start EXERCISE MATERIALS
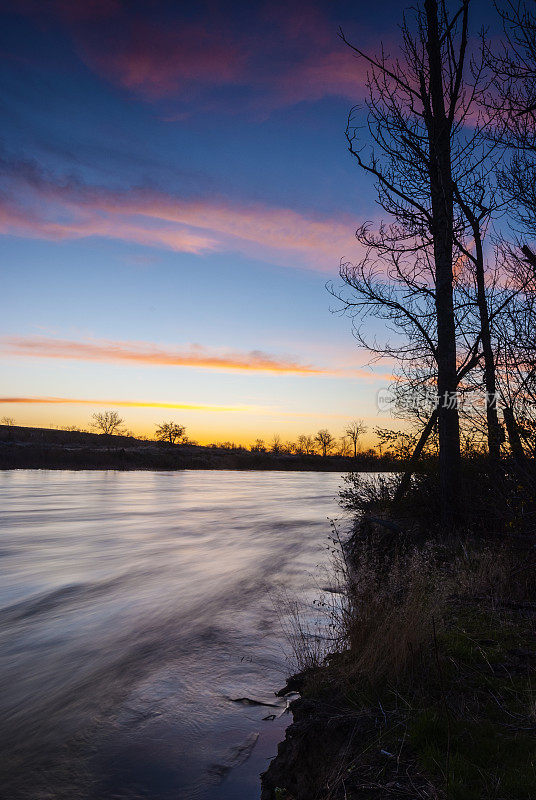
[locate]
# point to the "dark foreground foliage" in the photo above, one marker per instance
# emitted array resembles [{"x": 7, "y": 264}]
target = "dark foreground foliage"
[{"x": 429, "y": 690}]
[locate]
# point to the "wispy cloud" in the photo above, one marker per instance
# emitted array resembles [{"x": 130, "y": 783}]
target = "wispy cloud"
[
  {"x": 123, "y": 403},
  {"x": 150, "y": 354},
  {"x": 36, "y": 204},
  {"x": 273, "y": 55}
]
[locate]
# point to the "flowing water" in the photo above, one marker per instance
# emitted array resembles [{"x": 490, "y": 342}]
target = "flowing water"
[{"x": 139, "y": 627}]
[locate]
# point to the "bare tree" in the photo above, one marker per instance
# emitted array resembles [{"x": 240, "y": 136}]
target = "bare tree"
[
  {"x": 170, "y": 432},
  {"x": 354, "y": 430},
  {"x": 306, "y": 444},
  {"x": 108, "y": 422},
  {"x": 276, "y": 445},
  {"x": 423, "y": 157},
  {"x": 344, "y": 449},
  {"x": 325, "y": 441}
]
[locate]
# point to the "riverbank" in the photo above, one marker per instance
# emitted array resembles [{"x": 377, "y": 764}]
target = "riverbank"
[
  {"x": 47, "y": 448},
  {"x": 430, "y": 693}
]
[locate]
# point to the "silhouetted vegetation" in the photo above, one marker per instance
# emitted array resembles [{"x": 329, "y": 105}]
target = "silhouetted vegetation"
[{"x": 419, "y": 682}]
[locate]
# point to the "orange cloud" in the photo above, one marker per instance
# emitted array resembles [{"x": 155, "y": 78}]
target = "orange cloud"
[
  {"x": 36, "y": 205},
  {"x": 126, "y": 403},
  {"x": 144, "y": 353}
]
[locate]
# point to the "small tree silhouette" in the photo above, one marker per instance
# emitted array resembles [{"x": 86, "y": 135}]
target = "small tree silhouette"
[
  {"x": 354, "y": 430},
  {"x": 325, "y": 441},
  {"x": 170, "y": 432},
  {"x": 108, "y": 422}
]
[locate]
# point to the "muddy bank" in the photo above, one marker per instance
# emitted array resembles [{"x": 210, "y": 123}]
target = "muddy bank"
[{"x": 445, "y": 713}]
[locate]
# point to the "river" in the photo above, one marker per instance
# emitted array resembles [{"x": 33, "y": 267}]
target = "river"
[{"x": 140, "y": 613}]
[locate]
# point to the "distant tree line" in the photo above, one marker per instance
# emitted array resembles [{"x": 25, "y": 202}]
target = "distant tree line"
[{"x": 448, "y": 137}]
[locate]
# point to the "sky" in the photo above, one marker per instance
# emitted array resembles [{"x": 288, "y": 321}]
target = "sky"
[{"x": 175, "y": 193}]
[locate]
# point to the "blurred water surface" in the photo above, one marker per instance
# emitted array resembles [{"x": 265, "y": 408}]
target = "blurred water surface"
[{"x": 135, "y": 609}]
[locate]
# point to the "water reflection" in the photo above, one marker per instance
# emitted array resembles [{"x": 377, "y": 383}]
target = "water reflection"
[{"x": 134, "y": 608}]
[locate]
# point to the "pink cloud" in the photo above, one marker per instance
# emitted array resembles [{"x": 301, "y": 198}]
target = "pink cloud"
[
  {"x": 36, "y": 205},
  {"x": 151, "y": 354},
  {"x": 278, "y": 56}
]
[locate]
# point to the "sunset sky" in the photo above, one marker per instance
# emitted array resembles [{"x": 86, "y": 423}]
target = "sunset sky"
[{"x": 176, "y": 192}]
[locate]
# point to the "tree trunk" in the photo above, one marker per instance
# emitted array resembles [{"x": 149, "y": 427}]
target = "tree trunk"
[
  {"x": 410, "y": 468},
  {"x": 514, "y": 439},
  {"x": 439, "y": 134},
  {"x": 494, "y": 429}
]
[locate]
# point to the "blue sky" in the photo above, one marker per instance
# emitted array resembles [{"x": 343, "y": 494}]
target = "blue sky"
[{"x": 176, "y": 192}]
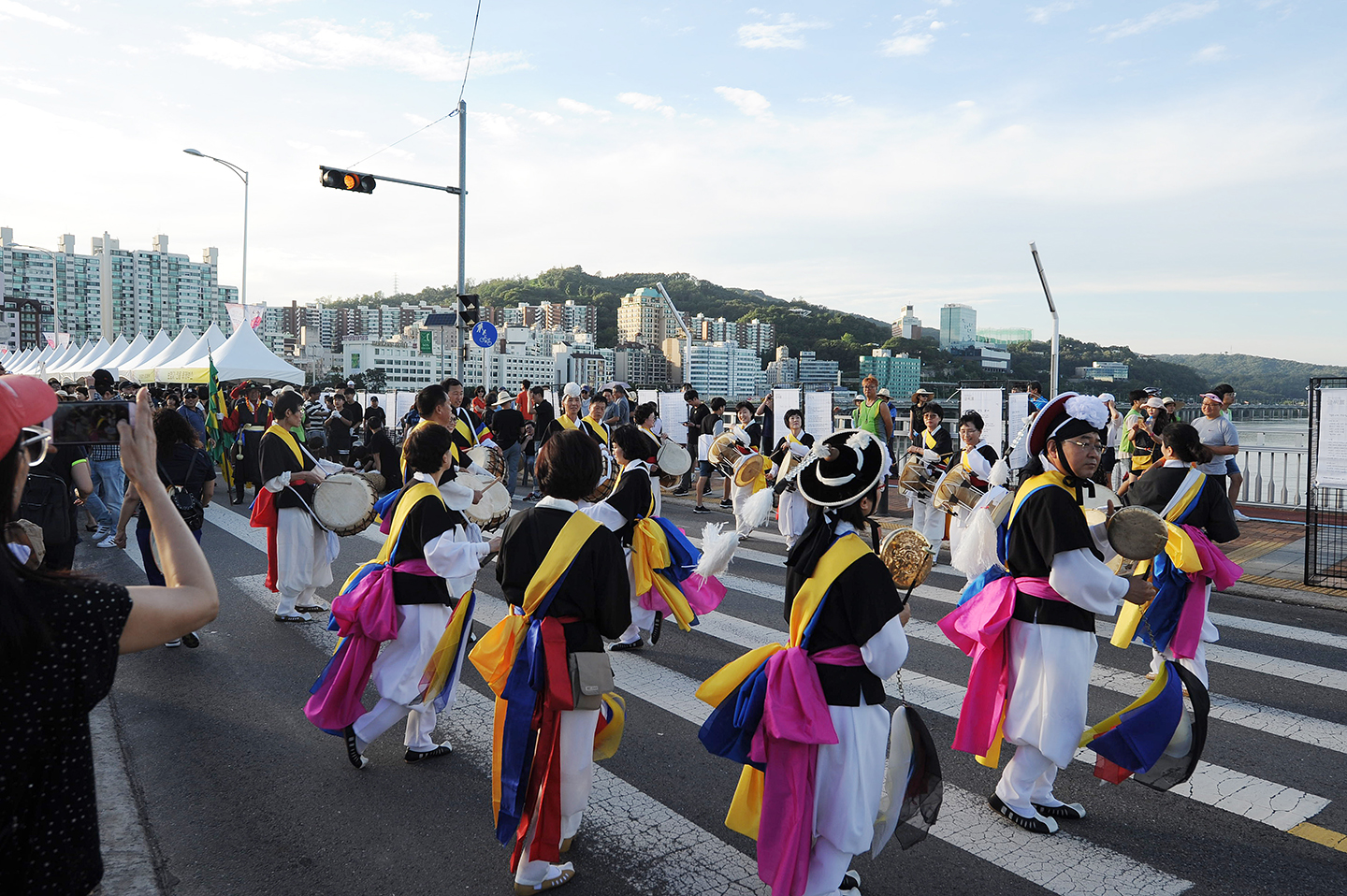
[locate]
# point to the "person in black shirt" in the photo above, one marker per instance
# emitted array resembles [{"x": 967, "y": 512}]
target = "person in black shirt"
[
  {"x": 434, "y": 563},
  {"x": 185, "y": 464}
]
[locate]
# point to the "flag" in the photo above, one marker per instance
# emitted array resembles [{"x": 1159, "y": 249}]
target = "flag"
[{"x": 217, "y": 409}]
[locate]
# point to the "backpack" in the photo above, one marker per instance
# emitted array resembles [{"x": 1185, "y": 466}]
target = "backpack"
[{"x": 48, "y": 503}]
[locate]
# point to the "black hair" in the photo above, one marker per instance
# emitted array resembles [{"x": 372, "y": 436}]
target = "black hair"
[
  {"x": 1185, "y": 443},
  {"x": 425, "y": 448},
  {"x": 633, "y": 443},
  {"x": 286, "y": 403},
  {"x": 23, "y": 630},
  {"x": 431, "y": 397},
  {"x": 171, "y": 430},
  {"x": 567, "y": 465}
]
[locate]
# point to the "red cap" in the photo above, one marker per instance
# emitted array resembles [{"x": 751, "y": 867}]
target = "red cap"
[{"x": 24, "y": 400}]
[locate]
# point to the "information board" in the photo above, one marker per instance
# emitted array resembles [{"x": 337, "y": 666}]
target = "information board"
[
  {"x": 988, "y": 403},
  {"x": 1331, "y": 458},
  {"x": 674, "y": 415},
  {"x": 818, "y": 413},
  {"x": 784, "y": 400}
]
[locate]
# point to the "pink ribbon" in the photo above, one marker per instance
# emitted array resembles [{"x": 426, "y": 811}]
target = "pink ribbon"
[{"x": 978, "y": 629}]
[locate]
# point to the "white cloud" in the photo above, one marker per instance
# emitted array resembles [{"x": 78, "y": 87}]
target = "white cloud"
[
  {"x": 582, "y": 108},
  {"x": 1172, "y": 14},
  {"x": 750, "y": 103},
  {"x": 906, "y": 45},
  {"x": 784, "y": 34},
  {"x": 645, "y": 103},
  {"x": 1215, "y": 52},
  {"x": 9, "y": 8},
  {"x": 238, "y": 54},
  {"x": 1041, "y": 15}
]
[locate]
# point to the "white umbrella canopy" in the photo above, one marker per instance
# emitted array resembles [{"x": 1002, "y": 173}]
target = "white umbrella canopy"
[
  {"x": 182, "y": 342},
  {"x": 241, "y": 357},
  {"x": 137, "y": 346},
  {"x": 209, "y": 341},
  {"x": 132, "y": 361}
]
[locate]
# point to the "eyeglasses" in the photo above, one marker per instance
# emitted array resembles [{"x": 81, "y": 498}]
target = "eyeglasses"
[
  {"x": 1089, "y": 448},
  {"x": 36, "y": 441}
]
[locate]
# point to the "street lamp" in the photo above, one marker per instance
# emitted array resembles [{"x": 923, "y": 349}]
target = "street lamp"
[{"x": 242, "y": 175}]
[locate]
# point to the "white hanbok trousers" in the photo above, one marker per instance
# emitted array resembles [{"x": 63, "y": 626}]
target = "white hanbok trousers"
[
  {"x": 577, "y": 745},
  {"x": 303, "y": 558}
]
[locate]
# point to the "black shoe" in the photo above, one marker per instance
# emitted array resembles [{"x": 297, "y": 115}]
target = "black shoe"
[
  {"x": 352, "y": 748},
  {"x": 413, "y": 756},
  {"x": 1032, "y": 825},
  {"x": 1071, "y": 811}
]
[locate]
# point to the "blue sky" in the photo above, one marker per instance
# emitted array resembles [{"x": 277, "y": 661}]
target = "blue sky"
[{"x": 1180, "y": 165}]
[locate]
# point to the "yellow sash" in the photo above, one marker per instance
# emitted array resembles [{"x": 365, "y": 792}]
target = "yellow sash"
[
  {"x": 288, "y": 438},
  {"x": 746, "y": 806}
]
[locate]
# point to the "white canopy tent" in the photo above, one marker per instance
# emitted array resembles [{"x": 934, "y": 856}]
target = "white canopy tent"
[
  {"x": 241, "y": 357},
  {"x": 182, "y": 342},
  {"x": 132, "y": 361}
]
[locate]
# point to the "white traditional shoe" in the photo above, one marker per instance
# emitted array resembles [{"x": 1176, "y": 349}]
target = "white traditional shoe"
[{"x": 557, "y": 876}]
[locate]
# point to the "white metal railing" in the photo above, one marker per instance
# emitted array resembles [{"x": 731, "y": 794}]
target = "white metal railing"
[{"x": 1273, "y": 476}]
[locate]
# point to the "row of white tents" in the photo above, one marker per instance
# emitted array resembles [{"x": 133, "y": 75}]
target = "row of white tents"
[{"x": 185, "y": 358}]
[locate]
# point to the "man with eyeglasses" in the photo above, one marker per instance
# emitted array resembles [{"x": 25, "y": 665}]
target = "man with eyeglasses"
[{"x": 1034, "y": 674}]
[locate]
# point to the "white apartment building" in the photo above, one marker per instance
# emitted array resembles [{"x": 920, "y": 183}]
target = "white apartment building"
[{"x": 116, "y": 291}]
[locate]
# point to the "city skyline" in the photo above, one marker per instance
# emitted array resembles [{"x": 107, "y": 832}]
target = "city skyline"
[{"x": 1178, "y": 156}]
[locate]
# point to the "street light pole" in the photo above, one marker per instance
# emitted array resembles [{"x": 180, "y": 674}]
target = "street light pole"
[
  {"x": 242, "y": 175},
  {"x": 1052, "y": 308}
]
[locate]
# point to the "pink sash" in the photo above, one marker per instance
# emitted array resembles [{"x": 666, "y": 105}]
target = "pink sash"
[{"x": 978, "y": 629}]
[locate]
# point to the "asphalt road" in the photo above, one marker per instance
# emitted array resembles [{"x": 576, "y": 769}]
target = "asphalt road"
[{"x": 241, "y": 795}]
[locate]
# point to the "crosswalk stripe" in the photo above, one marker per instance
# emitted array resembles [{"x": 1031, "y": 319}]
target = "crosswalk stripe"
[
  {"x": 1245, "y": 795},
  {"x": 620, "y": 817}
]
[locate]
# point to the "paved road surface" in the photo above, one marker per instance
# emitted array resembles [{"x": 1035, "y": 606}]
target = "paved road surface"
[{"x": 240, "y": 795}]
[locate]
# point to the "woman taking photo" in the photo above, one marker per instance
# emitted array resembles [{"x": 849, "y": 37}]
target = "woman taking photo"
[
  {"x": 60, "y": 639},
  {"x": 182, "y": 462}
]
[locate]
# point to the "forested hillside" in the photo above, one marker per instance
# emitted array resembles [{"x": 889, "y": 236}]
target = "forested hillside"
[{"x": 1257, "y": 379}]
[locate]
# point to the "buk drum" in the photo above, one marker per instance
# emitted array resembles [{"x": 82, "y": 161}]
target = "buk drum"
[
  {"x": 606, "y": 480},
  {"x": 493, "y": 510},
  {"x": 343, "y": 503},
  {"x": 489, "y": 457}
]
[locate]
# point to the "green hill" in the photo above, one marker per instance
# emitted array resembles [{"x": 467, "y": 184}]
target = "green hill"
[{"x": 1257, "y": 379}]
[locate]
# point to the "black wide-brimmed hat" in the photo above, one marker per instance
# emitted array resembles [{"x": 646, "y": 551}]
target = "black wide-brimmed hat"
[{"x": 845, "y": 468}]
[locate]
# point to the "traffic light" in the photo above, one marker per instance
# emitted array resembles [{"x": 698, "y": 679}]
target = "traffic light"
[
  {"x": 351, "y": 181},
  {"x": 471, "y": 309}
]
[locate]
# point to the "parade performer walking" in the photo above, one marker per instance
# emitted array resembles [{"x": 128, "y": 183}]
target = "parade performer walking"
[
  {"x": 418, "y": 596},
  {"x": 1199, "y": 513},
  {"x": 660, "y": 561},
  {"x": 253, "y": 415},
  {"x": 815, "y": 765},
  {"x": 792, "y": 513},
  {"x": 562, "y": 574},
  {"x": 935, "y": 450},
  {"x": 299, "y": 550},
  {"x": 1032, "y": 633}
]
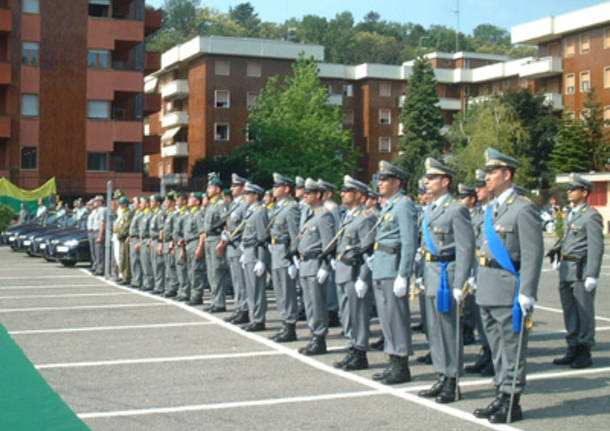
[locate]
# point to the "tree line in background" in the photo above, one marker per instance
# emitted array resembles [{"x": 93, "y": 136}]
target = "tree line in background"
[{"x": 346, "y": 41}]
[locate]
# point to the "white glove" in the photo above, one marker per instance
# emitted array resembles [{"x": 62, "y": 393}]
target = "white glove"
[
  {"x": 295, "y": 260},
  {"x": 457, "y": 295},
  {"x": 259, "y": 268},
  {"x": 292, "y": 272},
  {"x": 322, "y": 275},
  {"x": 526, "y": 303},
  {"x": 400, "y": 286},
  {"x": 590, "y": 284},
  {"x": 361, "y": 287}
]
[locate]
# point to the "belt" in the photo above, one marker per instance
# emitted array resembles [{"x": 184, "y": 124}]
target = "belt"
[
  {"x": 386, "y": 248},
  {"x": 439, "y": 258},
  {"x": 492, "y": 263}
]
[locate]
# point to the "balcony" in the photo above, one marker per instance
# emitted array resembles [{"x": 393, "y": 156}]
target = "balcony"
[
  {"x": 175, "y": 119},
  {"x": 554, "y": 100},
  {"x": 541, "y": 67},
  {"x": 5, "y": 73},
  {"x": 177, "y": 89},
  {"x": 178, "y": 149}
]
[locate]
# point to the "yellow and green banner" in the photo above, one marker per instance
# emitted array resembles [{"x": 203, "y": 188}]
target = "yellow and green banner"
[{"x": 14, "y": 196}]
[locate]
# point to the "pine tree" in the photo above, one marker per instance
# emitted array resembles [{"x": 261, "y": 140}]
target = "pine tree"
[{"x": 422, "y": 120}]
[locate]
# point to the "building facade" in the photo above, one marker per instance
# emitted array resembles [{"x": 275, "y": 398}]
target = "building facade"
[{"x": 71, "y": 95}]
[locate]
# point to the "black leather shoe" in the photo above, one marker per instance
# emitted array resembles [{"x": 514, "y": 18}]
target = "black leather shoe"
[
  {"x": 570, "y": 355},
  {"x": 435, "y": 389},
  {"x": 494, "y": 406},
  {"x": 254, "y": 327}
]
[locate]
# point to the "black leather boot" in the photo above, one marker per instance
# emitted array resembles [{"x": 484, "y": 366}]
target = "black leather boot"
[
  {"x": 435, "y": 389},
  {"x": 570, "y": 355}
]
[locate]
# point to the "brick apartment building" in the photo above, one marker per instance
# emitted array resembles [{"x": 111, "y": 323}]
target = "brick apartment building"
[{"x": 71, "y": 92}]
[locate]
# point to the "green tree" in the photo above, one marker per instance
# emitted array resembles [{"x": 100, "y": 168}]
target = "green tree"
[
  {"x": 571, "y": 152},
  {"x": 297, "y": 132},
  {"x": 422, "y": 120}
]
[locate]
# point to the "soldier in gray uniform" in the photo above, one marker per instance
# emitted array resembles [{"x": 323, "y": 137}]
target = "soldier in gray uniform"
[
  {"x": 483, "y": 364},
  {"x": 143, "y": 245},
  {"x": 315, "y": 233},
  {"x": 213, "y": 225},
  {"x": 448, "y": 239},
  {"x": 283, "y": 229},
  {"x": 177, "y": 246},
  {"x": 580, "y": 254},
  {"x": 392, "y": 265},
  {"x": 157, "y": 220},
  {"x": 230, "y": 240},
  {"x": 134, "y": 238},
  {"x": 253, "y": 242},
  {"x": 507, "y": 282},
  {"x": 354, "y": 238}
]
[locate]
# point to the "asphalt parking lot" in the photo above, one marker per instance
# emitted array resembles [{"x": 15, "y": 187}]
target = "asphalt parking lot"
[{"x": 123, "y": 359}]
end EXERCISE MATERIALS
**TO BE DONE**
Pick out every line above that contains the word "silhouetted" and copy each of those lines.

**ANSWER TO THIS EXERCISE**
# point to the "silhouetted vegetation" in the photo above, one marker per instance
target = "silhouetted vegetation"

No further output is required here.